* START READING PASSAGE *

# Hydraulic engineering ME?Why no canals?



## Hisoka Morrow (Oct 3, 2022)

JRRT's works contained abundant hydraulic engineering such as irrigation for farmlands, such as the Pippin's witnesses at Minas-Tirith suburb farmland, and so on, yet I found out there're no canals at all. Correct me if I am wrong, were there any mentione about canals in JRRT's works? You all have my great thanks.


----------



## Squint-eyed Southerner (Oct 3, 2022)

I don't recall anything about irrigation. There is mention of "many rills rippling through the green from the highlands down to Anduin".


----------



## ZehnWaters (Oct 3, 2022)

Squint-eyed Southerner said:


> I don't recall anything about irrigation. There is mention of "many rills rippling through the green from the highlands down to Anduin".


Yeah, I think they were likely just dry-land farming. I am surprised there are no aqueducts in Gondor though. Seems a thing they'd have had.


----------



## Squint-eyed Southerner (Oct 3, 2022)




----------



## Elthir (Oct 3, 2022)

Gondor probably had _aquaducks_ though.

And I'm sorry.


----------



## ZehnWaters (Oct 3, 2022)

* END READING PASSAGE *
* START INFORMATION GIVEN *

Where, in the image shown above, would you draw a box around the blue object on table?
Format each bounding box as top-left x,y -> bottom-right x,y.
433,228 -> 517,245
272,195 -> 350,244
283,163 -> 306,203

* END INFORMATION GIVEN *

YOUR TASK: From the canals thread, quote the passage that begins at "# Hydraulic engineering" and stops after "my great thanks.".

COMPLETE RESPONSE:
# Hydraulic engineering ME?Why no canals?



## Hisoka Morrow (Oct 3, 2022)

JRRT's works contained abundant hydraulic engineering such as irrigation for farmlands, such as the Pippin's witnesses at Minas-Tirith suburb farmland, and so on, yet I found out there're no canals at all. Correct me if I am wrong, were there any mentione about canals in JRRT's works? You all have my great thanks.